- **What is being asked**
Render every line of the records below as a JSON list of strings, one string per line, omitting blank lines. Exclude the pictures from the list.

- **Raw records**

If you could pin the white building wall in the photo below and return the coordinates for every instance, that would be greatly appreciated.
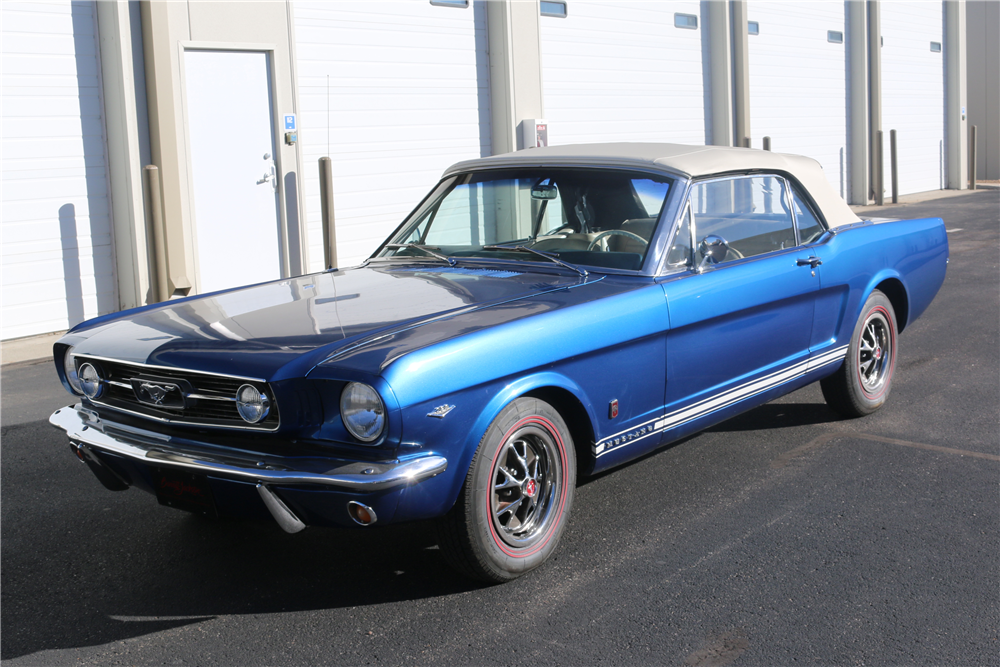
(798, 83)
(57, 247)
(621, 71)
(394, 93)
(913, 93)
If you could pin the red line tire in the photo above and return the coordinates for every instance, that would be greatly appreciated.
(517, 496)
(862, 384)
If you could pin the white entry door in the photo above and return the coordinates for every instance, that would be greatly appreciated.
(231, 130)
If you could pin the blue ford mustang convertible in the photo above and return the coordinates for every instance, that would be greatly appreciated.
(540, 315)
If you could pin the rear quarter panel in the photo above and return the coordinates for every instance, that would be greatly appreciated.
(860, 258)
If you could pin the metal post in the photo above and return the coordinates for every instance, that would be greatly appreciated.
(972, 158)
(326, 206)
(879, 170)
(158, 276)
(894, 166)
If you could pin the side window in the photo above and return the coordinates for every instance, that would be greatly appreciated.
(749, 212)
(810, 227)
(679, 254)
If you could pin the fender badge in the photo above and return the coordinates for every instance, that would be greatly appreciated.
(440, 411)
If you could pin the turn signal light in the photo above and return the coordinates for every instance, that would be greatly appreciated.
(362, 514)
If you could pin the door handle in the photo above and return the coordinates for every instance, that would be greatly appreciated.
(270, 175)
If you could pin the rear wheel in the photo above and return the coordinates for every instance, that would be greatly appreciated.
(861, 385)
(516, 498)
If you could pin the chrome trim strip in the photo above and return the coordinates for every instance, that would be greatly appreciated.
(719, 401)
(84, 426)
(203, 397)
(167, 368)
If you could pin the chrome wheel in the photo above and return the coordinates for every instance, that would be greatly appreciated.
(875, 352)
(526, 478)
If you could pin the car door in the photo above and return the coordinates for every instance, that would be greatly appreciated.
(740, 326)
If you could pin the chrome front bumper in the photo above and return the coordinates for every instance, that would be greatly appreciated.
(84, 427)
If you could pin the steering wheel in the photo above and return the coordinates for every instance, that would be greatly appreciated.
(558, 229)
(617, 232)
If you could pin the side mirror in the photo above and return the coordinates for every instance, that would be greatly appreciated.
(713, 250)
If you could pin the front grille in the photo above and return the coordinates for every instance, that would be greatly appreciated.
(209, 399)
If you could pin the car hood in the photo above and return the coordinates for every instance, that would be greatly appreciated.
(284, 328)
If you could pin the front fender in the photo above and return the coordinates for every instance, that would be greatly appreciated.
(436, 496)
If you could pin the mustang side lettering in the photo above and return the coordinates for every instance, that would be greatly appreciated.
(540, 315)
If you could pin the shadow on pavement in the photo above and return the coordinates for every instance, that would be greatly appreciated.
(82, 566)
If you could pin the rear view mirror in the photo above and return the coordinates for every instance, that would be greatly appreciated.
(713, 249)
(544, 191)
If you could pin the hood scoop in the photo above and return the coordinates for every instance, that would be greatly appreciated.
(458, 270)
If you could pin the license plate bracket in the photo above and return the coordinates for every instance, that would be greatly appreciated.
(184, 490)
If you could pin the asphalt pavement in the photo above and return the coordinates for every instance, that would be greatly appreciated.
(783, 536)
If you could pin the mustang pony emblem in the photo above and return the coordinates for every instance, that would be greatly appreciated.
(164, 394)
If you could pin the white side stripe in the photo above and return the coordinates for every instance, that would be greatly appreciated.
(718, 402)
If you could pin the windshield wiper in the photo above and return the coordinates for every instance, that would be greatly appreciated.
(521, 248)
(427, 249)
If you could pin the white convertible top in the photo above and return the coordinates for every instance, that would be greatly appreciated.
(690, 161)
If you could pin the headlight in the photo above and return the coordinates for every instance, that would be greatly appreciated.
(90, 381)
(253, 406)
(362, 411)
(69, 365)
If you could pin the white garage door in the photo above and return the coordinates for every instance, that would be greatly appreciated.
(622, 71)
(913, 93)
(57, 256)
(798, 87)
(394, 93)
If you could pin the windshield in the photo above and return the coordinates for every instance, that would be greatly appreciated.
(593, 217)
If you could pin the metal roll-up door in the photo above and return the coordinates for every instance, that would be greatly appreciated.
(798, 85)
(394, 93)
(623, 71)
(58, 262)
(913, 93)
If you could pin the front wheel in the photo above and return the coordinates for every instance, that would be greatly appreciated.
(517, 496)
(861, 385)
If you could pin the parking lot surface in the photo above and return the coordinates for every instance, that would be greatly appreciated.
(783, 536)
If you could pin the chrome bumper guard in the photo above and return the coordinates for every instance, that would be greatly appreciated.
(84, 427)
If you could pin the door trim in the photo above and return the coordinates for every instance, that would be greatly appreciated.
(184, 46)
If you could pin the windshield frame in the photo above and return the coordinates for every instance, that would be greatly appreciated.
(665, 221)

- **Exercise solution**
[
  "If you could pin the white building wall in the photo below and return the coordinates for every instance, that would be greatly appreciated.",
  "(798, 83)",
  "(57, 247)",
  "(621, 71)",
  "(394, 93)",
  "(913, 93)",
  "If you could pin the red line tire in the photo above and return the coordinates for every instance, that would be greatly appreciated.",
  "(517, 496)",
  "(862, 384)",
  "If you could pin the white entry door in the photo above and return the coordinates for every instance, that would be greatly appreciated.",
  "(231, 130)",
  "If you could pin the blue ford mustang convertible in the photo above and return the coordinates for every instance, that would be greatly appreciated.",
  "(540, 315)",
  "If you could pin the rear quarter panel in the photo above and return the coordinates for every instance, that would be greatly appreciated.",
  "(860, 258)",
  "If you could pin the metal post in the photo above and return the coordinates for every instance, that would be greatly appreciated.",
  "(972, 158)",
  "(326, 206)",
  "(879, 170)",
  "(158, 276)",
  "(894, 166)",
  "If you could pin the side window in the photo above and return the coordinates for every instance, that would be greatly appreciated.",
  "(749, 212)",
  "(810, 227)",
  "(679, 254)",
  "If you could pin the fender badge in the photo above and return the coordinates for every instance, that would be greatly appreciated.",
  "(440, 411)",
  "If you could pin the turn signal light in the photo above and return the coordinates for every instance, that would be greatly appreciated.",
  "(362, 514)",
  "If you could pin the door handle in the photo above and return the coordinates for every instance, that would be greatly appreciated.",
  "(270, 175)",
  "If you could pin the rear wheel in the photo above and return the coordinates for every instance, that would be greatly appreciated.",
  "(861, 385)",
  "(516, 498)",
  "If you could pin the chrome trim strip in the photo above and return the coordinates for every instance, that would be greatly appreciated.",
  "(719, 401)",
  "(84, 426)",
  "(203, 397)",
  "(167, 368)",
  "If you could pin the chrome wheel in the photo above and return the coordinates for every instance, that would be greatly appreciated.",
  "(875, 352)",
  "(526, 478)",
  "If you could pin the car door in the photo above and return the coordinates for every instance, that would be greatly appreciated.",
  "(740, 326)",
  "If you could pin the chrome front bumper in the photo above and return the coordinates for every instance, that would be greatly appreciated.",
  "(84, 427)",
  "If you could pin the steering wheel in the photo above and return the coordinates for every instance, that would be greatly appreciated.",
  "(558, 229)",
  "(617, 232)",
  "If you could pin the side mirror in the photo above and return the coordinates for every instance, that would be greatly appreciated.",
  "(713, 250)",
  "If you could pin the front grille in the photo above and return the coordinates for every instance, that would be greatly appreciated.",
  "(209, 399)",
  "If you could pin the car hood in the photo above and return the coordinates for every instance, that would be greatly appreciated.",
  "(284, 328)",
  "If you could pin the front fender in the photo above and return the coordinates for every instance, that would be greatly appreciated.",
  "(436, 496)",
  "If you could pin the mustang side lettering in the photo above and return the coordinates for every instance, that would be greatly appreciated.",
  "(540, 315)",
  "If you could pin the shadow on pavement in the photo above and return the coordinates for every instance, that would be greatly appreciated.",
  "(82, 566)",
  "If you could pin the rear view mirror in the photo above and return the coordinates for every instance, that would be greatly appreciated.",
  "(713, 249)",
  "(544, 191)",
  "If you could pin the hood scoop in the photo above and return the coordinates for every instance, that would be greatly appreciated.",
  "(458, 270)",
  "If you could pin the license plate bracket in the photo above and return the coordinates for every instance, that would be greatly appreciated.",
  "(184, 490)",
  "If you could pin the asphalt pavement in the photo above and return the coordinates for every instance, that would be greatly appreciated.",
  "(783, 536)",
  "If you could pin the mustang pony emblem in the photo above and return the coordinates for every instance, that would be greatly appreciated.",
  "(164, 394)",
  "If you could pin the white side stripe in the photo above and return the coordinates for every instance, that would be greatly appreciated.",
  "(718, 402)",
  "If you could pin the windshield wiper in the photo above and return the coordinates for every instance, that would be greatly appreciated.",
  "(521, 248)",
  "(427, 249)",
  "If you could pin the white convertible top in the photo above and return the coordinates for every instance, that would be greatly appreciated.",
  "(690, 161)",
  "If you could pin the headlight in the photo above and return the coordinates for every instance, that would be greatly appreciated.",
  "(90, 381)",
  "(253, 406)",
  "(362, 411)",
  "(69, 365)",
  "If you could pin the white garage door in the photo above and return the coordinates for every instance, that would be greatly appreciated.",
  "(622, 71)",
  "(913, 93)",
  "(57, 256)",
  "(798, 87)",
  "(394, 93)",
  "If you could pin the windshield in the photo above and return the coordinates for every instance, that would be greatly appreciated.",
  "(593, 217)",
  "If you could pin the metal roll-up door in the photo above and return the coordinates for every instance, that would be greatly appreciated.",
  "(798, 85)",
  "(394, 93)",
  "(623, 71)",
  "(58, 262)",
  "(913, 93)",
  "If you could pin the front wheel in the photo above and return the coordinates for every instance, that would be greatly appreciated.",
  "(517, 496)",
  "(861, 385)",
  "If you could pin the parking lot surface in the photo above and return the coordinates for every instance, that would be greatly appreciated.",
  "(783, 536)",
  "If you could pin the chrome bumper guard in the photo above and return the coordinates for every instance, that would be greatly appreciated.",
  "(84, 427)",
  "If you could pin the door trim in the photo above and return the coordinates for every instance, that would be greatly appreciated.",
  "(184, 46)",
  "If you could pin the windshield frame in the photo above and return the coordinates for every instance, that would be greatly appreciated.",
  "(665, 221)"
]